Exercise directions: In the listing below, copy everything from the line containing "hillside in the photo below." down to the line containing "Target: rocky hillside", with "rocky hillside" changed to "stony hillside" and nothing else altered.

Input:
※

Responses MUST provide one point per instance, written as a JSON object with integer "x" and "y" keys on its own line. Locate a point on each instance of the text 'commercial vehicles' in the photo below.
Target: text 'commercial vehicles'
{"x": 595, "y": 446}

※

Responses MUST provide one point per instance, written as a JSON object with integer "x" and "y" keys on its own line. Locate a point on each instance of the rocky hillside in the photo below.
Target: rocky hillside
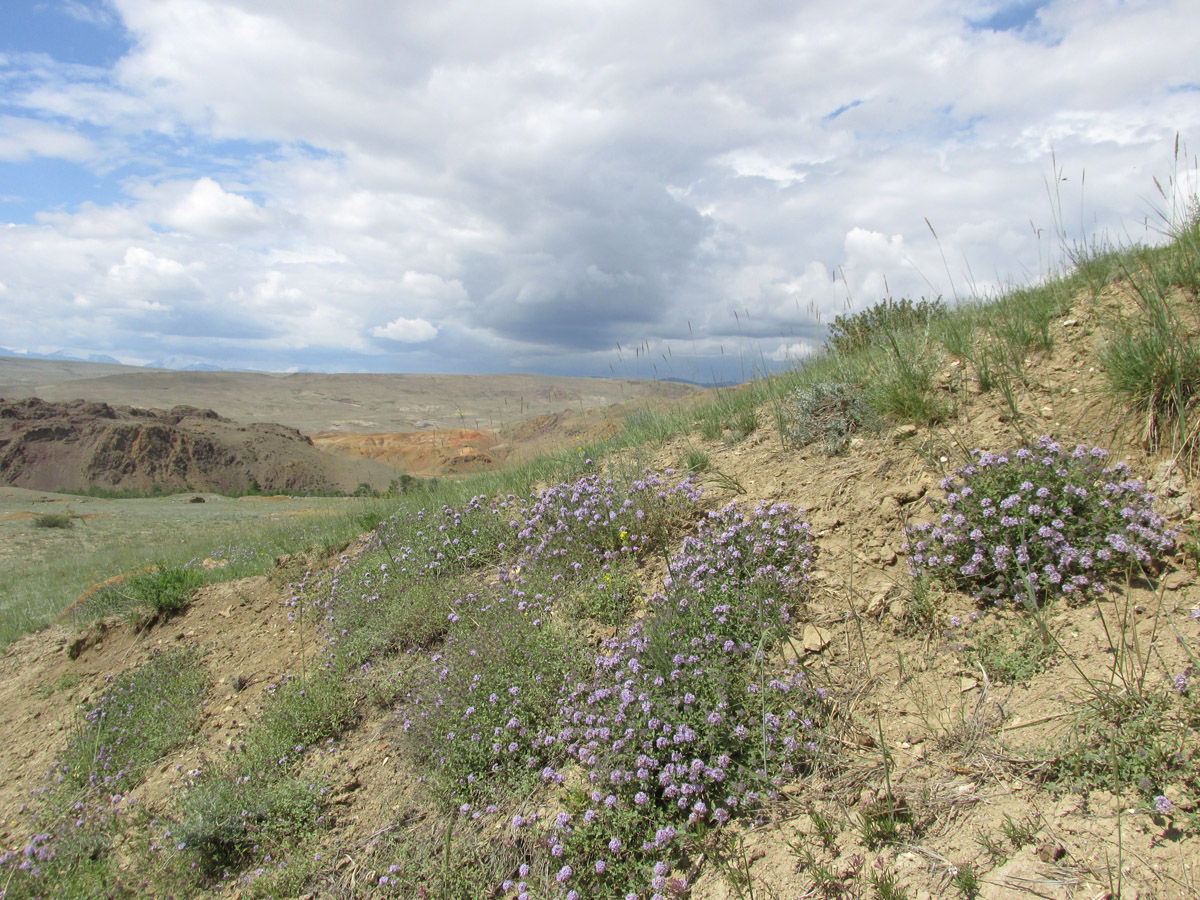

※

Written answer:
Responses MUST provide one point per instance, written as a JSON object with integer "x" and "y" keys on its own line. Locate a point on each instance of the stony hillside in the photo below.
Target: stony hillside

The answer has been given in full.